─── Textauszug ───

„Horror-Arbeitszeiten“ kritisiert


Reisen liegt im Trend: Urlauber und Geschäftsreisende sorgen dafür, dass die Zahl der Übernachtungen steigt. Die Gewerkschaft warnt jedoch vor immer längeren Arbeitszeiten für die Beschäftigten der Branche
Foto: NGG
NEUMARKT. Im Landkreis Neumarkt sind nach Angaben des Arbeitsamtes rund 2.100 Menschen im Gastgewerbe beschäftigt.

„Allerdings fehlen hier zunehmend Fachkräfte - auch weil die Branche ein waschechtes Image-Problem hat“, hieß es von der Gewerkschaft. Ein Hauptgrund seien immer extremere Arbeitszeiten.

Zwar gehöre das Arbeiten am Abend oder am Sonntag für Hotelfachleute und Kellner fest zum Job. „Aber in den vergangenen Jahren sind die Schichten deutlich länger und die Erholungszeiten kürzer geworden. Das macht nicht jeder ewig mit“, sagte Regina Schleser, die Geschäftsführerin der Gewerkschaft Nahrung-Genuss-Gaststätten (NGG).

───

### Aufgaben
A – Nenne die vier Personengruppen, die der Textauszug als Reisende oder als Berufe im Gastgewerbe bezeichnet.
B – Prüfe anhand des Textauszugs, ob die folgenden Aussagen zutreffen: (i) Im Landkreis Neumarkt sind rund 2.100 Menschen im Gastgewerbe beschäftigt. (ii) Laut Regina Schleser sind die Erholungszeiten in den vergangenen Jahren länger geworden. (iii) Regina Schleser ist Geschäftsführerin der Gewerkschaft Nahrung-Genuss-Gaststätten. Beantworte jede mit Ja oder Nein und belege sie mit einem wörtlichen Zitat.
C – Übersetze den Satz „Ein Hauptgrund seien immer extremere Arbeitszeiten.“ aus dem Textauszug ins Englische.
Die Datensätze spielen hierfür keine Rolle.

─── Vorliegende Datensätze ───

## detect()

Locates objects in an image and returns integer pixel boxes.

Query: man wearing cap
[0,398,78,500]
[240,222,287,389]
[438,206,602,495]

───

### Lösungen in Reihenfolge
A – Urlauber, Geschäftsreisende, Hotelfachleute, Kellner

B –
(i) Ja: „rund 2.100 Menschen im Gastgewerbe beschäftigt“
(ii) Nein: „die Erholungszeiten kürzer geworden“
(iii) Ja: „die Geschäftsführerin der Gewerkschaft Nahrung-Genuss-Gaststätten (NGG)“

C – One main reason is said to be increasingly extreme working hours.